:: Instruções do exercício ::
Prossiga o texto abaixo sobre Tony Allen e a criação do Afrobeat a partir da última frase apresentada.

:: Excerto fornecido ::
++++++++++

O último 'beat' de Tony Allen
- Patricia Reis
- 1 de mai. de 2020
- 5 min de leitura
Atualizado: 25 de mai. de 2020
Tony Oladipo Allen, nigeriano nascido nos anos 40, cara metade de Olufela Olusegun Oludotun Ransome-Kuti, Fela Kuti ou simplesmente, Fela, na criação do Afrobeat - não confundir com Afrobeats - que condensa ritmos e percussão complexas num estilo com influências que vão desde o jazz ao funk, passando por ritmos tradicionais africanos (parte ocidental) sobretudo do Gana e, claro, da Nigéria como o highlife ou a fuji music.
Tony começou a tocar com Fela na década de 60 em Lagos, Nigéria, e juntos formaram os Africa '70 que nos anos seguintes se tornaria a expressão máxima do Afrobeat e da contestação política fruto dos tempos tumultuosos de injustiça e corrupção que se viviam na Nigéria, e um pouco por todo o continente africano, no processo de descolonização. Aliás, não se consegue dissociar o movimento Afrobeat da sua mensagem política, bem presente nas letras das músicas, na postura contestatória nos concertos e na mensagem espalhada um pouco por todo o mundo, que teve como rosto máximo o verdadeiro Black President - Fela Kuti.

++++++++++

:: Dados registados ::

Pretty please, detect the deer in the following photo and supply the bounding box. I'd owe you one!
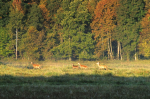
[78,63,88,68]
[72,64,79,69]
[96,62,108,70]
[31,62,40,69]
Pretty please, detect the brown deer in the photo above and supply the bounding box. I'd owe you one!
[72,64,79,69]
[96,62,108,70]
[78,63,88,69]
[31,62,40,69]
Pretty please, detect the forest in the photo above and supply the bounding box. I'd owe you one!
[0,0,150,60]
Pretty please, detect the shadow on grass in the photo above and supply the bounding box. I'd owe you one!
[0,73,150,99]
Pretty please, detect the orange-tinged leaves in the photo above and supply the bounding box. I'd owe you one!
[12,0,24,13]
[91,0,119,57]
[139,9,150,57]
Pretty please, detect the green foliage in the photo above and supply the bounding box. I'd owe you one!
[53,0,93,59]
[27,4,44,30]
[0,27,13,57]
[0,0,150,60]
[115,0,144,59]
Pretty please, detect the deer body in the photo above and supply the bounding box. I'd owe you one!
[78,63,88,68]
[31,62,40,69]
[72,64,79,68]
[96,62,108,70]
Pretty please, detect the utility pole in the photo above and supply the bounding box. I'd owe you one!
[16,28,18,60]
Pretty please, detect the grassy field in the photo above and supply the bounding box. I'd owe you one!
[0,60,150,99]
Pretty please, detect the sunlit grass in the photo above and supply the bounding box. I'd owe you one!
[0,60,150,99]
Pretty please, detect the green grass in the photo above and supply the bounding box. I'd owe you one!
[0,60,150,99]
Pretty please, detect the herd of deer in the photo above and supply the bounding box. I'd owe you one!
[31,62,108,70]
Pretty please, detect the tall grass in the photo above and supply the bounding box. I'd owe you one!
[0,60,150,99]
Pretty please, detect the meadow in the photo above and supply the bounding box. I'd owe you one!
[0,60,150,99]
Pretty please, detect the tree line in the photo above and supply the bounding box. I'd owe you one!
[0,0,150,60]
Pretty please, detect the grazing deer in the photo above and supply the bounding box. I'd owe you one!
[96,62,108,70]
[31,62,40,69]
[72,64,79,69]
[78,63,88,68]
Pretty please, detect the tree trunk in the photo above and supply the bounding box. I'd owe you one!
[117,41,120,60]
[109,38,113,60]
[119,42,122,60]
[16,28,18,60]
[135,48,137,60]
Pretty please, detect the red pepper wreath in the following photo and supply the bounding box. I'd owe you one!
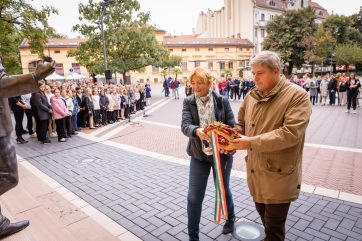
[203,122,241,151]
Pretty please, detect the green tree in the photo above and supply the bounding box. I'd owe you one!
[263,7,317,74]
[68,0,179,84]
[335,43,362,71]
[304,27,336,73]
[172,68,182,79]
[0,0,58,74]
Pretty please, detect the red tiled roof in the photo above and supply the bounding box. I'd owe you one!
[19,38,87,48]
[163,35,253,47]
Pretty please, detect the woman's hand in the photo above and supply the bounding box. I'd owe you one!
[196,128,210,142]
[229,136,251,150]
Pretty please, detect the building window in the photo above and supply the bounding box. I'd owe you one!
[72,63,80,74]
[220,62,225,69]
[152,66,159,73]
[55,64,64,76]
[208,62,214,70]
[181,62,187,71]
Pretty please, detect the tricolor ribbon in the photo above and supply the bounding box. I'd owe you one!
[210,132,228,224]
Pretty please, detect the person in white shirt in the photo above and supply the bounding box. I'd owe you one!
[92,88,101,127]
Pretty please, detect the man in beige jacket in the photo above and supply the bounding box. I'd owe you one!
[230,51,312,241]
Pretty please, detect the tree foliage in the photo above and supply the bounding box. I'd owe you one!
[335,43,362,70]
[68,0,180,84]
[0,0,58,74]
[263,7,317,73]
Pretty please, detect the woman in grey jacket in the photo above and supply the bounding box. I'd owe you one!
[181,67,235,240]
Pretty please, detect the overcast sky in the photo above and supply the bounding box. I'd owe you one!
[31,0,362,38]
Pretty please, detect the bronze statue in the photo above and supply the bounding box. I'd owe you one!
[0,56,56,239]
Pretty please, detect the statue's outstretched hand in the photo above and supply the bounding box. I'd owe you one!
[35,56,57,80]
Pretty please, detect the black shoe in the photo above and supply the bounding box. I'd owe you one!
[222,219,235,234]
[0,218,29,239]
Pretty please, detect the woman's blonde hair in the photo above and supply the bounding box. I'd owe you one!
[189,67,213,87]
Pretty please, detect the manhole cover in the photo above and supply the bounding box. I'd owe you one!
[233,221,265,241]
[77,157,100,164]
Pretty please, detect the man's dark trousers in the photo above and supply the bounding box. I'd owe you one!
[255,203,290,241]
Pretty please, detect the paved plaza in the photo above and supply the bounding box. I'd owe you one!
[2,85,362,241]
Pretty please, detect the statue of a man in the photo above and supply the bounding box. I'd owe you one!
[0,56,56,239]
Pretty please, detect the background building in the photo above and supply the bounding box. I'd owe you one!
[194,0,329,53]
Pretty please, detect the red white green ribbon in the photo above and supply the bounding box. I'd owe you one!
[210,132,228,224]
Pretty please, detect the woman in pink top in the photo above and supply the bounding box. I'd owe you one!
[50,89,69,142]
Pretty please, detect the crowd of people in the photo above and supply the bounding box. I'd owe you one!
[290,73,361,114]
[9,80,151,144]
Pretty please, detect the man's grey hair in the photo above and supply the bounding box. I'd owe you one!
[250,51,281,70]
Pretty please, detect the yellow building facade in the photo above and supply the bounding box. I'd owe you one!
[19,28,254,83]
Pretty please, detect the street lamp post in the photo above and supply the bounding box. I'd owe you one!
[101,0,114,84]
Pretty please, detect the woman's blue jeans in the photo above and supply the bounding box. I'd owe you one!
[187,155,235,240]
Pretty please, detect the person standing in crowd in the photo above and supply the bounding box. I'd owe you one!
[338,77,349,106]
[84,88,95,129]
[120,89,126,120]
[316,76,322,103]
[60,89,74,138]
[234,78,241,100]
[75,86,85,128]
[92,88,101,127]
[229,51,312,241]
[328,75,337,105]
[50,89,69,142]
[146,85,151,106]
[346,74,361,114]
[181,67,235,240]
[99,88,109,126]
[9,96,28,144]
[320,75,329,105]
[309,77,318,105]
[21,93,36,138]
[243,79,250,99]
[106,87,114,124]
[173,78,180,99]
[34,81,53,144]
[229,78,235,100]
[71,89,80,133]
[163,76,170,97]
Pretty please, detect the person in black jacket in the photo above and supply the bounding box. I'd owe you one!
[99,88,109,126]
[181,67,235,240]
[9,96,28,144]
[346,74,361,114]
[328,75,337,105]
[34,81,52,144]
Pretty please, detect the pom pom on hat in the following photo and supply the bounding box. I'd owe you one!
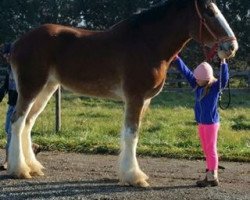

++++++++++

:: Resultado do exercício ::
Tony Allen e Fela Kuti (atrás, à esquerda)
Em 1979, Tony decide seguir o seu próprio caminho e sai da banda - em parte porque não lhe era dado o devido valor (artístico e monetário), apesar do próprio Fela ter dito que sem Allen, o Afrobeat nunca teria nascido. Após a sua saída, dizem que foram precisos quatro bateristas para substituir a presença de Tony Allen na banda. É assim tão especial? É. Allen é, provavelmente, o melhor baterista em termos de ritmo. E porque é que dizem que foram precisos quatro bateristas para o substituir? Porque, provavelmente, nenhum consegue encarnar os quatros membros de Tony num só. Isto é, diziam que Allen tinha em cada membro do corpo com que tocava (pernas e braços) um músico, um ritmo diferente, e a sua mestria residia precisamente aí, no facto de apresentar uma sonoridade complexa em termos rítmicos. Mas não é só isto, é a suavidade e a precisão com que tocava. Não é para todos. No vídeo que coloco no final do artigo, podem comprovar isto que acabo de escrever.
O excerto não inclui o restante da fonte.